Written instruction:
Rewrite the lines of the material from the one containing "Practice step: indicate the sky" through the end of the material, inclusive, keeping the requests as they are. Scale every coordinate in the answers by 0.45 and round each result to a whole number, with halves rounded up.

Entries from a point annotation set
* * * * * * * * *
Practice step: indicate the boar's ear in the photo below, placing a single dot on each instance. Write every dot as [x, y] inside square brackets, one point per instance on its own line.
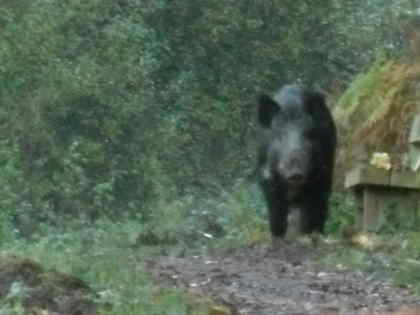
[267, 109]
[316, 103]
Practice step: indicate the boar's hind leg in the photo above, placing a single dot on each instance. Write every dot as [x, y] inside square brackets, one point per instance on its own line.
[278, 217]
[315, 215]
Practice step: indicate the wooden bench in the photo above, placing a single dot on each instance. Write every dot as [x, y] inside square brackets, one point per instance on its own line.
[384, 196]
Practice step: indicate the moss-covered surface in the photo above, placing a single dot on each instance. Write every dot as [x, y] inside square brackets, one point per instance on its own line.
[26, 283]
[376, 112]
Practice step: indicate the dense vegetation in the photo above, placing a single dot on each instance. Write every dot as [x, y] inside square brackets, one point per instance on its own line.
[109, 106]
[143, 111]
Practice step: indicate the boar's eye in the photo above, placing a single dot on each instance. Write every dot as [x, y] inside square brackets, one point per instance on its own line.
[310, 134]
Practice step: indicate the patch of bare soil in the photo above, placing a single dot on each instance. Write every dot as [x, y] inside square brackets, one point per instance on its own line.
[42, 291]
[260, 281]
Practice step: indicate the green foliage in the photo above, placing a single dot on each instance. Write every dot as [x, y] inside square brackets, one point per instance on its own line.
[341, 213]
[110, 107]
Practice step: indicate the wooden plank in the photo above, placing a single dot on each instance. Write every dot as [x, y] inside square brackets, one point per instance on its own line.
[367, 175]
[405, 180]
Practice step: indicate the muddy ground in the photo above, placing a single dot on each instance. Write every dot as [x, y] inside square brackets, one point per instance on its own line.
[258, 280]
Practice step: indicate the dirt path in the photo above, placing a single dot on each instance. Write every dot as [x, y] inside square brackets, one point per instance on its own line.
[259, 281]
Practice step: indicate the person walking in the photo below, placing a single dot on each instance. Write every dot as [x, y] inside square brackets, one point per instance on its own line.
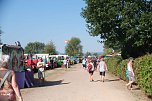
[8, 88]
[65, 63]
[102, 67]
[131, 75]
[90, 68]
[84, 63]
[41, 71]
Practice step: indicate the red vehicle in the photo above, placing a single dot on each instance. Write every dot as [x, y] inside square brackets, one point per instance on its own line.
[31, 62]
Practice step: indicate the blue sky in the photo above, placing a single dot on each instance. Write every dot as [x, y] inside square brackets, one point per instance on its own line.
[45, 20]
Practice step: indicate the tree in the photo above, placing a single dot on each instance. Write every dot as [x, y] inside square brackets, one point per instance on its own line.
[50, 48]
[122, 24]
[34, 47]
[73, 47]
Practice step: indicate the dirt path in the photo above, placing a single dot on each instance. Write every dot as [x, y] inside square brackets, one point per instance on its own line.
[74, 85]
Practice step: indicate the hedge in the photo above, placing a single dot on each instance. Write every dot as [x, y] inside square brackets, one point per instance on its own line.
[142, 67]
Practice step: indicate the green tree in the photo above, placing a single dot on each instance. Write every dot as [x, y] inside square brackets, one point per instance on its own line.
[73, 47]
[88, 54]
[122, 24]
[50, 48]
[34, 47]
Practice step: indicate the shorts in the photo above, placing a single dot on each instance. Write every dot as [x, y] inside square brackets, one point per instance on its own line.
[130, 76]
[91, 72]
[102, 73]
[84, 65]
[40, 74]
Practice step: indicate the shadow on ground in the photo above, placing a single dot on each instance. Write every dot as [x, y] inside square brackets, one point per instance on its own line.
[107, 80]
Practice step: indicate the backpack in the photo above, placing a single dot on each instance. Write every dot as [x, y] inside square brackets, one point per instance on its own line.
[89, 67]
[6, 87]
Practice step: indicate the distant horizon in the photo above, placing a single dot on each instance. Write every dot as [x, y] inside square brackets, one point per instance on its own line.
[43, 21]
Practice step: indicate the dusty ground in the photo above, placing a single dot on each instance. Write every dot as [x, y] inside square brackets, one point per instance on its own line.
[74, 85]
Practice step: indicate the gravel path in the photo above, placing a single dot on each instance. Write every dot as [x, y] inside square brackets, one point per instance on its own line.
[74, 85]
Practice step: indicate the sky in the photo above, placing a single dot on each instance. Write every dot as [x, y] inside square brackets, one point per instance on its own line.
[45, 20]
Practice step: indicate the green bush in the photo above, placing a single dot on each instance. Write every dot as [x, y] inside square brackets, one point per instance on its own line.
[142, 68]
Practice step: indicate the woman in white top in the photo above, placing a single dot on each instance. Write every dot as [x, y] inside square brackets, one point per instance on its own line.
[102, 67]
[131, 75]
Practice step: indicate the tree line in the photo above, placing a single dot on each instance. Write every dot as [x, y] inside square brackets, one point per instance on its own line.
* * * * * * * * *
Solved problem:
Practice step: indicate the sky in the photo above, placing a single dot on each instance. Write every dot as [x, y] inside square brackets, one point per instance on its own line.
[20, 9]
Practice step: indicate the green bush in the photo above, placing a single dot on each instance. Write every dot as [x, y] inside square brackets, one point per instance on its own line.
[64, 31]
Practice step: indicate the woman in white top in the photo above, placing a single dot on each instance. Write every dot as [x, y] inside square brackets, one point per instance on its own line.
[46, 30]
[59, 34]
Practice step: indicate the tree line in the photo above, placing a single dot on each instance. Write every dot as [x, y] inside square brackets, one point per instance on its own line.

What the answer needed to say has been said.